# Exercise aim
Output the entries verbatim, including every line.

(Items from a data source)
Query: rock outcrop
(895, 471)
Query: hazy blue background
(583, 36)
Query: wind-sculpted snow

# Solution to the exercise
Query: rock outcrop
(895, 471)
Query: hazy blue background
(583, 36)
Query: wind-sculpted snow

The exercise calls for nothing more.